Extract to read »

::::

The first thing to notice is that both the original PLDA model as well as the sPLDA model significantly improved upon the baseline performance of the PCA technique. In general, the simplified PLDA model performed best with a verification rate of 74.1% at the false accept rate of 0.1%, followed in order by the original PLDA technique trained with 50, the original PLDA technique trained with 20 images per subject and finally PCA. These last three techniques achieved verification rates of 37.8%, 36.0% and 1.7% at the FAR of 0.1%, respectively.

It is interesting to see that the increase in training images from 20 to 50 did not deliver any major performance gains for the original PLDA model, suggesting that only a little additional information was added to the model with the increased number of training images per subject. Another focal point of the experiments is the performance difference between the sPLDA and the original PLDA model. As we can see, the sPLDA model outperformed the original PLDA model by a large margin. This can mainly be attributed to the characteristics pertaining to both types of models (such as diagonal vs. full covariance of the residual term, low-dimensional vs. arbitrary-sized feature vector, etc.).

To get an impression of the generalization capabilities of the sPLDA model, we conduct a more detailed analysis of the results obtained in the first series of recognition experiments. To this end, we partition the query set defined by Experiment 4 of the FRGCv2 experimental protocol into images that belong to subjects that are also present in the training set, and images that belong to subjects that have no images in the training set of the FRGCv2 database. The former group features a total of 3,494 images (belonging to 153 subjects), while the latter features a total of 4,520 images (belonging to 313 subjects). We compute performance metrics for each group and observe the results, which are shown in the form of bar graphs in Figure 4. Note that the sPLDA model ensures the lowest equal error rate (see the left graph of Figure 4) on both groups of images. Similarly, the model results in the highest verification rate at the false accept rate of 0.1% and the highest verification rate at the false accept rate of 1% for both groups of images. As expected, all the techniques perform better on the images that belong to subjects whose images are also in the training set. While the sPLDA model achieves the highest recognition rates among all the tested techniques on the images of subjects that were not included in the training set, there is still room for further improvement. To summarize, the first series of recognition experiments has proven that the sPLDA model is a viable solution to the problem of robust face recognition and that it exhibits the best generalization capabilities among all the tested methods.

Figure 4.

::::

Supplied information »
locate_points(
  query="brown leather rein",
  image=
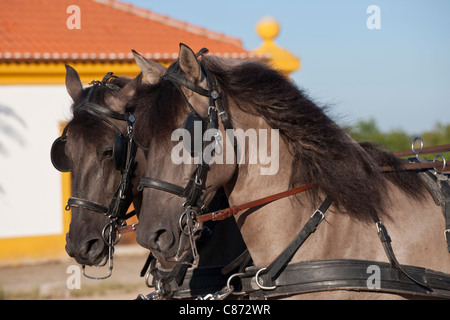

::::

Set problem A » In the face recognition results, what verification rate did the simplified PLDA model reach at a false accept rate of 0.1%?
Set problem B » Using the face recognition results, explain why the sPLDA model outperformed the original PLDA model by a large margin.
The data above is not needed for what follows.

Response A » 74.1%

Response B » The gap is mainly attributed to the characteristics of the two model types. These include the residual term having a diagonal rather than a full covariance, and the feature vector being low-dimensional rather than arbitrary-sized.